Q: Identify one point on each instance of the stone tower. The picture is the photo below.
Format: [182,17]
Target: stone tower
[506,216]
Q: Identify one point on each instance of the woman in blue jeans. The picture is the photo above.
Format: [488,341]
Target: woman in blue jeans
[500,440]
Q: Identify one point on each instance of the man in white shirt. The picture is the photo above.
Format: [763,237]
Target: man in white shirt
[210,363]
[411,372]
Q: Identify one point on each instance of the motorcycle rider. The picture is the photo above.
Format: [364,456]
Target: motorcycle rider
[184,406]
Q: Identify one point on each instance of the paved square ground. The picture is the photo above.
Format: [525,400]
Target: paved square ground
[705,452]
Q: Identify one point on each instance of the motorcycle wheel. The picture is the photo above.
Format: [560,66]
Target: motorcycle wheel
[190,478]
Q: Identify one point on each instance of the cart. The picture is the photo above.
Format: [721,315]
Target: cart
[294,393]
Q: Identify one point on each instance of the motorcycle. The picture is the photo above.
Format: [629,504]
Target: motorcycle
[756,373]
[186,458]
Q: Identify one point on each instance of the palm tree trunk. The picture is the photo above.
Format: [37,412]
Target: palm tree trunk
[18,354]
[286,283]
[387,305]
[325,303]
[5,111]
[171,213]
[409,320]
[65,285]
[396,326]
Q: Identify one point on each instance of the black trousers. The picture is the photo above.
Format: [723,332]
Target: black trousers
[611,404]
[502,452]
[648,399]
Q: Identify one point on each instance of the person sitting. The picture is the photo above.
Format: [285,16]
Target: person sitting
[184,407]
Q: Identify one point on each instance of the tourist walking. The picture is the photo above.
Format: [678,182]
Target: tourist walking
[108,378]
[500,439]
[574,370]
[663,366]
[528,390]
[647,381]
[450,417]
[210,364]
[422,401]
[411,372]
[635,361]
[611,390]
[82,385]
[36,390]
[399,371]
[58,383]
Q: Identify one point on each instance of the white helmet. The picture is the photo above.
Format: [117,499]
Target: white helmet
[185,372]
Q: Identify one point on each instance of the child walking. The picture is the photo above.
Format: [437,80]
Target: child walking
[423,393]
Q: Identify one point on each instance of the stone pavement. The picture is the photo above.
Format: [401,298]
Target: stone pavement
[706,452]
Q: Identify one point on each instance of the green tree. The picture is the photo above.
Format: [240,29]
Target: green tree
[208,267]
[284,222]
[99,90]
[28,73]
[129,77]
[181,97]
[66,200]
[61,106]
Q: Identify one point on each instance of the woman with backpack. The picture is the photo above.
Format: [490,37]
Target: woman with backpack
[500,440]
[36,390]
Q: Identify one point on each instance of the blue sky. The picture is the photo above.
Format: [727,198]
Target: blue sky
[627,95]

▬▬▬▬▬▬▬▬▬▬

• **Directive**:
Resize the data from the line containing "Q: Identify one point on each instance of the stone pavement." through the end of the data, rewriting every line in that range. Multiply each answer coordinate by 1.25 and round to whole numbers (halves round up), leaving all other numbers unchanged.

• **Solution**:
Q: Identify one point on each instance of the stone pavement. The picture is the photo above.
Format: [401,298]
Target: stone pavement
[883,565]
Q: Identify one point on each instance of the green tree. The picture is the photo above.
Format: [240,29]
Target: green tree
[260,334]
[355,278]
[124,113]
[35,91]
[161,96]
[226,121]
[83,250]
[76,133]
Q: Identify one point on each instance of the woman with backpack. The picture is the photo above.
Format: [490,37]
Target: woman with backpack
[625,550]
[45,488]
Q: Identify one point on each instance of the blue sky. The picture is the photo above.
Format: [727,198]
Target: blue sky
[784,119]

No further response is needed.